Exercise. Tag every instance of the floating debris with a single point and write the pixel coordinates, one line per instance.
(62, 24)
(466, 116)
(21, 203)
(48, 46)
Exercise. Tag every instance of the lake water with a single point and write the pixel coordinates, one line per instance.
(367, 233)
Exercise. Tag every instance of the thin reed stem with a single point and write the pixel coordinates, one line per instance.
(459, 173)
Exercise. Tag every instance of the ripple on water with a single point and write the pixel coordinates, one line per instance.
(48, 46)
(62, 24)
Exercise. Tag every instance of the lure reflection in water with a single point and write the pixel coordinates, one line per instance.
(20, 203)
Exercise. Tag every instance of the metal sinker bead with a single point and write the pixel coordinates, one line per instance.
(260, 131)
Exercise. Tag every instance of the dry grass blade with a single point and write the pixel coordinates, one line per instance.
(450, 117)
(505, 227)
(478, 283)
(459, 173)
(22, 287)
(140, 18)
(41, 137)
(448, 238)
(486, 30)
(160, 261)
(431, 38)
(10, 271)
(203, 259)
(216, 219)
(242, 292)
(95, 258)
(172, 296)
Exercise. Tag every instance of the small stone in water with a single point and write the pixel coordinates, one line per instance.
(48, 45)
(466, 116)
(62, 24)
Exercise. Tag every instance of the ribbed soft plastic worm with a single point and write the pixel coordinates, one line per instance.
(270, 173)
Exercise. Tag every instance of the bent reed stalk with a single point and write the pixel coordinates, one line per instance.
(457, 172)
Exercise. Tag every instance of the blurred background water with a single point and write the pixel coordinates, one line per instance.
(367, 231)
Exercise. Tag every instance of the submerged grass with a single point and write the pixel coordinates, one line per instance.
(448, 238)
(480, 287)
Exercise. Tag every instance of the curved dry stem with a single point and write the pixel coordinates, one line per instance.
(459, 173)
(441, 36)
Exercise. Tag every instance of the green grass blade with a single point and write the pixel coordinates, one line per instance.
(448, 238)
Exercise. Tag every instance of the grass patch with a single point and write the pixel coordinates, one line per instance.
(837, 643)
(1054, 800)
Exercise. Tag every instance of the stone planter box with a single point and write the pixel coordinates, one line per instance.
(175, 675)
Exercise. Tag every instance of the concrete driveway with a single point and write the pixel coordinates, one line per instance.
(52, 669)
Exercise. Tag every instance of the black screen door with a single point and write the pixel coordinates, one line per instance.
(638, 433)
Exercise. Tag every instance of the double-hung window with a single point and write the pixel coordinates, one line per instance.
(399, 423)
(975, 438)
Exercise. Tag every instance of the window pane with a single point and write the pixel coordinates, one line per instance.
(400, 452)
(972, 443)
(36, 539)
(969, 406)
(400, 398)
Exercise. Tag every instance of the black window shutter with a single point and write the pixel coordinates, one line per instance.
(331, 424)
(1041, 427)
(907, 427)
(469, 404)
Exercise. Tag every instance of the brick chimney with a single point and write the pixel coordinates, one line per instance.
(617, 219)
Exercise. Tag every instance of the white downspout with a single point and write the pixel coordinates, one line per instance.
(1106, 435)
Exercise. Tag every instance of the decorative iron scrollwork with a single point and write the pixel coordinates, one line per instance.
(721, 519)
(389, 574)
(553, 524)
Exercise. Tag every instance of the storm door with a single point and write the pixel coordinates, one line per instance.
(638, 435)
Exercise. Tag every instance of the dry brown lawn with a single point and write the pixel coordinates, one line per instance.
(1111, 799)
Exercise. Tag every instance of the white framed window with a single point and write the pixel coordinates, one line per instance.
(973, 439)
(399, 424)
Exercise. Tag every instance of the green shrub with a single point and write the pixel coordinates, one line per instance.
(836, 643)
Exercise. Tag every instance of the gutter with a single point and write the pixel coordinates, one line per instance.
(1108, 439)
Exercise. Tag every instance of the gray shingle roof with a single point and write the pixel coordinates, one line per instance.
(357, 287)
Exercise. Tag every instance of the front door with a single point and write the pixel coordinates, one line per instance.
^^^^^^^^
* What this task involves
Rewrite the data above from the line containing "Exercise. Tag every instance of the gutter" through the end, with "gray shingle roof" changed to "asphalt shingle roof" and everything else left as it is. Return only those lines.

* Answer to this task
Exercise. Tag every instance of the gutter with a single point and write the pixel coordinates, one line per instance.
(1108, 439)
Exercise. Tag every instance of the asphalt shingle roof with a single point and write the pixel coordinates, one line per instance.
(357, 287)
Exercise. Tag every instance of the front door with a single point and write the pixel coordinates, one line per instance.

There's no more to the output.